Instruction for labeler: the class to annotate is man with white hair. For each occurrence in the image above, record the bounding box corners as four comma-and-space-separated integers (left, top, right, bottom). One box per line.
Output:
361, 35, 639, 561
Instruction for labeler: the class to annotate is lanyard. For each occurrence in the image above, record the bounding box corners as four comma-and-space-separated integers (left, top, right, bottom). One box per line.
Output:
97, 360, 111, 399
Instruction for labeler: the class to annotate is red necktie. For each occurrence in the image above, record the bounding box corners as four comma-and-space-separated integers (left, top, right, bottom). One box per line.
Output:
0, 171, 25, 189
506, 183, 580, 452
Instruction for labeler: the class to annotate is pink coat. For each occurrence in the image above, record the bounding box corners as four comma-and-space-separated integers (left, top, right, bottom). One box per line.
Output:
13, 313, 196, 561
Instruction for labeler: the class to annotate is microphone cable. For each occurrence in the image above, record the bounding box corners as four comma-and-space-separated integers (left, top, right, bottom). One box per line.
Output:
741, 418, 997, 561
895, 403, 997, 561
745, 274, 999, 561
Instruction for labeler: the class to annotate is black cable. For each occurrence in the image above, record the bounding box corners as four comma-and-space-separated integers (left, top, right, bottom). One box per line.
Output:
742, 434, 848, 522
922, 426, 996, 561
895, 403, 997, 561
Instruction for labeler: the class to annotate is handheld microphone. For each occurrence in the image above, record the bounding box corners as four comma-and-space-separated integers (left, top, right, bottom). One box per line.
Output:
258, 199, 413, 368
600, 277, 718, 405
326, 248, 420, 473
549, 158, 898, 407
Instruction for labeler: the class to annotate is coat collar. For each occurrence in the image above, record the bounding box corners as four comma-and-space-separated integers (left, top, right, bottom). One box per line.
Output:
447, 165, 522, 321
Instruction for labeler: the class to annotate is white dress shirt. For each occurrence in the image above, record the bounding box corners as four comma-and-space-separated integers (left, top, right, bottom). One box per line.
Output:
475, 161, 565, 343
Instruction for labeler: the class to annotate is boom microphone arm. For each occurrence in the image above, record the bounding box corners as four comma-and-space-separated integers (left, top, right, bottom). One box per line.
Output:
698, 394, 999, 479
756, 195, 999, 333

______

What is required
Starting at the line that contains "Instruction for labeler: the class to annotate is black" and running through the end of the records, write those lines out again with every line kept, labeler instructions included, and shift each bounding box coordinate in the outputs up by 116.

The solution
Instruction for labeler: the class to annotate is black cable. For each occurrence in the image above, record the bounding box corners as four comma-and-space-separated integers (left, top, right, bottom). One box per line.
Output:
858, 550, 964, 638
1038, 542, 1112, 677
1011, 519, 1113, 677
Instruction for labeler: the class to annotate is handheld microphone. For each occurrence in the image above, record the bounding box corners as four comma-and-space-separated integers (left, top, right, bottom). One box per line.
Output:
374, 315, 529, 484
716, 393, 834, 521
442, 364, 536, 589
665, 274, 1014, 523
Instruction for labeler: the class to annotate is coat collar. For each occurrence in the image above, record the bounding box corners as four comma-and-space-separated integers (left, top, right, bottom). One box per line.
Output:
563, 281, 638, 437
Instruction for labeler: the class to annotate is white dress shirt. For each occurrence in the image above, record the bounding box corners as four comma-and-space-separated integers (left, top, right, bottom). One box per line.
Output:
591, 277, 681, 459
Instruction for labeler: the class to annotate is boom microphone arm. For each occurrence in the image above, record the bounding box corners as four comma-and-space-separated integers (left, top, right, bottom). One box per line.
Output:
814, 510, 1115, 595
872, 311, 1115, 449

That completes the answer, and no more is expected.